[Set task]: Switch each "Would you kindly" to "Could you please" in the entries below and write them out again with everything else unchanged, leaving out the pictures.

[Dataset extract]:
----------------------------------------
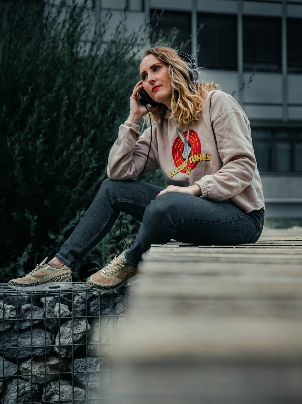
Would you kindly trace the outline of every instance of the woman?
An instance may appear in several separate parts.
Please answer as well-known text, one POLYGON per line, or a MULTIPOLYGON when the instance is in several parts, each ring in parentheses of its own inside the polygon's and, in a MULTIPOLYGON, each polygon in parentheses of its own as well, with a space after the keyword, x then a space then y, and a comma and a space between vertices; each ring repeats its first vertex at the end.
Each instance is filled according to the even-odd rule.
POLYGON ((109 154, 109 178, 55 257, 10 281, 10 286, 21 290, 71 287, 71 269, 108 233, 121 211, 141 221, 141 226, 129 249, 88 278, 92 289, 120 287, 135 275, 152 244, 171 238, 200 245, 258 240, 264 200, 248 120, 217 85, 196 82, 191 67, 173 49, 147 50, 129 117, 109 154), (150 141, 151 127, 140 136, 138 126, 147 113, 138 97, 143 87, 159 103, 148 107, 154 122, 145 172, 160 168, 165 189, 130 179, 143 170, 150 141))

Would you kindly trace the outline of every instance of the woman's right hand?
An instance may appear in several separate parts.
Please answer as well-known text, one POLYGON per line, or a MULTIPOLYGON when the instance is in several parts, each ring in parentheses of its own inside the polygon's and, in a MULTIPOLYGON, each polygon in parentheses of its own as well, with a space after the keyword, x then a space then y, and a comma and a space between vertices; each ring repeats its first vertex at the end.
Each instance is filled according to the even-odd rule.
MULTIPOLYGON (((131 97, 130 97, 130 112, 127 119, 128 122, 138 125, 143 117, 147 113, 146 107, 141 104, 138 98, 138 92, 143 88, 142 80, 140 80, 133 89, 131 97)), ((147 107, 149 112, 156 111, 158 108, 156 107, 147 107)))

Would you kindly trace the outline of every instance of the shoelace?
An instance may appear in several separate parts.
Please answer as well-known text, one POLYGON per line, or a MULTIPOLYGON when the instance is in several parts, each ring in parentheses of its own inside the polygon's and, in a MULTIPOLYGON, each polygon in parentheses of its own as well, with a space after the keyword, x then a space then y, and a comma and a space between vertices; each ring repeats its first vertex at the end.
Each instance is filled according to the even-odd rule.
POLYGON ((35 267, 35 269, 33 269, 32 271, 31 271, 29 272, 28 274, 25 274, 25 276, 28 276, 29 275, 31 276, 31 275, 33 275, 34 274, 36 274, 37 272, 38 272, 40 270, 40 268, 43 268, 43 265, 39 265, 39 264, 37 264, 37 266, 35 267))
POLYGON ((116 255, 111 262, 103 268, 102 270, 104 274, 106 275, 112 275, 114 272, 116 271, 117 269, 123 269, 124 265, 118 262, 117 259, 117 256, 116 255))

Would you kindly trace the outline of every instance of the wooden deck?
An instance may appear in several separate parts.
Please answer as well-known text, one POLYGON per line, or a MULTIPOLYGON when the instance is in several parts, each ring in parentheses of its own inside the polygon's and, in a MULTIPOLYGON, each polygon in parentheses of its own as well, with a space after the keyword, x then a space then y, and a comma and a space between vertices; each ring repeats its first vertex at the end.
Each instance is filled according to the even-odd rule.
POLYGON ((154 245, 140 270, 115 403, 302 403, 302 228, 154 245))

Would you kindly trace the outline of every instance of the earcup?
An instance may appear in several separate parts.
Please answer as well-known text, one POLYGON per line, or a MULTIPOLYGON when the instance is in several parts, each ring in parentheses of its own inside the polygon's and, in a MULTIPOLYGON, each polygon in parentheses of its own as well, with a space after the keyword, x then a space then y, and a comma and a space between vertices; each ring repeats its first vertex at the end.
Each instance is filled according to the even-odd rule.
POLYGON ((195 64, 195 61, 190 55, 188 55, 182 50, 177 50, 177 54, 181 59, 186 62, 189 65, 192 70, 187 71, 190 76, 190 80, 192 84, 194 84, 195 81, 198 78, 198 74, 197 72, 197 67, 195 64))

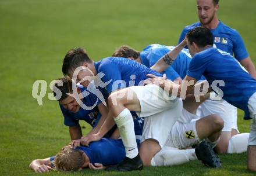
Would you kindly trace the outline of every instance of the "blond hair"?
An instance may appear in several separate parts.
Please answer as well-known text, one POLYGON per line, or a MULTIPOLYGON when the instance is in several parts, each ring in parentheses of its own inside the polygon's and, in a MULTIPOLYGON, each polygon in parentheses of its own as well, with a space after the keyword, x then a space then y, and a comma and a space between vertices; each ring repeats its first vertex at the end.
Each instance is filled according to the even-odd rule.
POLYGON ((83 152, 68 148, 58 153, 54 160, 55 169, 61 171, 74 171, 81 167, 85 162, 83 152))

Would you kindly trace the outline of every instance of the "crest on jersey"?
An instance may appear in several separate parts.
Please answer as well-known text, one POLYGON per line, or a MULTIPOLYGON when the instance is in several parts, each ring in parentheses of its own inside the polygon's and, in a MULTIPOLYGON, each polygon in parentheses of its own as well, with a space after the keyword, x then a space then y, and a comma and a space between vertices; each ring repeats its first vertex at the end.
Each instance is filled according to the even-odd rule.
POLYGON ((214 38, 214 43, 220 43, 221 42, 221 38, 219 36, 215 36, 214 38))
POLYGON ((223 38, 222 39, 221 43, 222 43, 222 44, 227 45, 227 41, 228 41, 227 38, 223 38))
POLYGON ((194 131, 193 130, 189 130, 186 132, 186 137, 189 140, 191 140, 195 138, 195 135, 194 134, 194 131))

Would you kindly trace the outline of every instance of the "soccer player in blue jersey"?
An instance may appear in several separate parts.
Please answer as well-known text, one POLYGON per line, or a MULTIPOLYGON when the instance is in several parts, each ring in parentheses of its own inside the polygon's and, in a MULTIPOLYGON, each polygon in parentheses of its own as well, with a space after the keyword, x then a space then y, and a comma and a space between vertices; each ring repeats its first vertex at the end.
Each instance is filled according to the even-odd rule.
----------------------------------------
[Answer to this exercise]:
Could you please trace the outline of every instance of the woman?
An instance may appear in several separate parts.
Please answer as well-known text, one POLYGON per line, or a MULTIPOLYGON when the instance is in several parts, each ring in parentheses of its own inside the polygon's and, in a MULTIPOLYGON, each polygon in parentheses of its own as well, with a space after the keyword, x then a space then y, and a comma and a space between vertices; each ring repeats its first vertex at the end.
Each instance is filled according to the even-odd rule.
POLYGON ((109 154, 109 178, 55 257, 10 281, 10 286, 21 290, 71 287, 71 269, 108 233, 121 211, 141 221, 141 226, 129 249, 88 278, 92 289, 120 287, 135 275, 152 244, 171 238, 200 245, 258 240, 264 200, 248 120, 217 85, 196 82, 191 67, 173 49, 147 50, 129 117, 109 154), (150 141, 151 127, 140 136, 138 126, 147 113, 138 97, 143 87, 159 103, 148 107, 154 122, 145 172, 160 168, 165 189, 130 179, 143 170, 150 141))

Could you please trace the outline of every instance of the woman's right hand?
An instance may appear in several separate parts.
Please answer as well-known text, one POLYGON per line, or a MULTIPOLYGON when the instance is in several parts, each ring in parentheses of its own inside the polygon's and, in a MULTIPOLYGON, each polygon in parentheses of its own as well, with a space after the keyword, x then a space then y, and a comma and a space between vertices; each ring repeats its first vertex at the end.
Each instance is filled according to the even-odd rule.
MULTIPOLYGON (((131 97, 130 97, 130 112, 127 119, 128 122, 138 125, 143 117, 147 113, 146 107, 141 104, 138 98, 138 92, 143 88, 142 80, 140 80, 133 89, 131 97)), ((147 107, 149 112, 156 111, 158 108, 156 107, 147 107)))

Could you please trace the outline of every instance of the shoelace?
An instance may appear in several separate parts.
Please answer as well-known text, one POLYGON per line, or a MULTIPOLYGON when the instance is in several parts, each ring in parentheses of its own inside the polygon's and, in a MULTIPOLYGON, each polygon in parentheses of its own as well, with a space after the keyword, x then a space then y, and a comma and a space between vertices; each ring repeats its first vertex at the end.
Each instance is filled according to the even-odd rule.
POLYGON ((35 267, 35 269, 33 269, 32 271, 31 271, 29 272, 28 274, 25 274, 25 276, 28 276, 29 275, 31 276, 31 275, 33 275, 34 274, 36 274, 37 272, 38 272, 40 270, 40 268, 43 268, 43 265, 39 265, 39 264, 37 264, 37 266, 35 267))
POLYGON ((116 255, 111 262, 103 268, 102 270, 104 274, 106 275, 112 275, 114 272, 116 271, 117 269, 123 269, 124 265, 118 262, 117 259, 117 256, 116 255))

Could you please trace the outline of every instance of the wooden deck?
An instance may appear in several separate parts.
Please answer as well-known text, one POLYGON per line, or a MULTIPOLYGON when the instance is in several parts, each ring in parentheses of its own inside the polygon's and, in a MULTIPOLYGON, each polygon in parentheses of its own as well, with a space after the keyword, x then a space then y, and a comma and a space between vertices; each ring repeats its first vertex at the end.
Each instance is filled according to the even-odd rule.
POLYGON ((154 245, 140 270, 115 403, 302 403, 302 228, 154 245))

Could you please trace the outline of every instance of the earcup?
An instance may appear in several separate parts.
Please answer as well-known text, one POLYGON per line, or a MULTIPOLYGON when the instance is in several parts, each ring in parentheses of its own inside the polygon's and, in a MULTIPOLYGON, each polygon in parentheses of its own as well, with a space after the keyword, x then a space then y, and a comma and a space between vertices; each ring repeats its first vertex at the end.
Each instance is filled according to the even-odd rule.
POLYGON ((195 64, 195 61, 190 55, 188 55, 182 50, 177 50, 177 54, 181 59, 186 62, 189 65, 192 70, 187 71, 190 76, 190 80, 192 84, 194 84, 195 81, 198 78, 198 74, 197 72, 197 67, 195 64))

Could you please trace the outline of every instance of the "blond hair"?
An instance may appear in several separate parts.
Please answer as well-known text, one POLYGON per line, or a MULTIPOLYGON when the instance is in several parts, each ring in parentheses of its own inside the polygon's and, in a MULTIPOLYGON, each polygon in parentheses of its own as well, with a space after the keyword, x then a space then y, and a comma and a space between vertices; each ring repeats its first vertex at the end.
Each instance is filled according to the even-odd rule.
POLYGON ((83 152, 68 148, 58 153, 54 160, 55 169, 61 171, 74 171, 81 167, 85 162, 83 152))

Could you please trace the outline of every instance of the "crest on jersey"?
An instance may appear in several separate parts.
Please answer as well-known text, one POLYGON per line, or a MULTIPOLYGON when the instance is in several parts, each ring in parentheses of its own inside the polygon's and, in a MULTIPOLYGON, each polygon in parentheses of its own as well, with a space after the keyword, x then a space then y, and a comma and a space between vertices; each ring repeats its first vertex at the end.
Each instance is filled according to the even-odd rule.
POLYGON ((214 38, 214 43, 220 43, 221 42, 221 38, 219 36, 215 36, 214 38))
POLYGON ((223 38, 222 39, 221 43, 222 43, 222 44, 227 45, 227 41, 228 41, 227 38, 223 38))
POLYGON ((194 131, 193 130, 189 130, 186 132, 186 137, 189 140, 191 140, 195 138, 195 135, 194 134, 194 131))

Could you please trace the outline of every instance of the "soccer player in blue jersey"?
An instance may appear in several separate parts.
Please answer as well-known text, one POLYGON per line, or a MULTIPOLYGON when the instance is in several parts, each ring in parentheses of its own inside the polygon's and, in a MULTIPOLYGON, each polygon in parentheses of its own as well, with a space after the keyword, x then a space then y, and a comma and a space between vertices; each ring repeats its first vertex at the end.
Each instance is filled according to the even-odd rule.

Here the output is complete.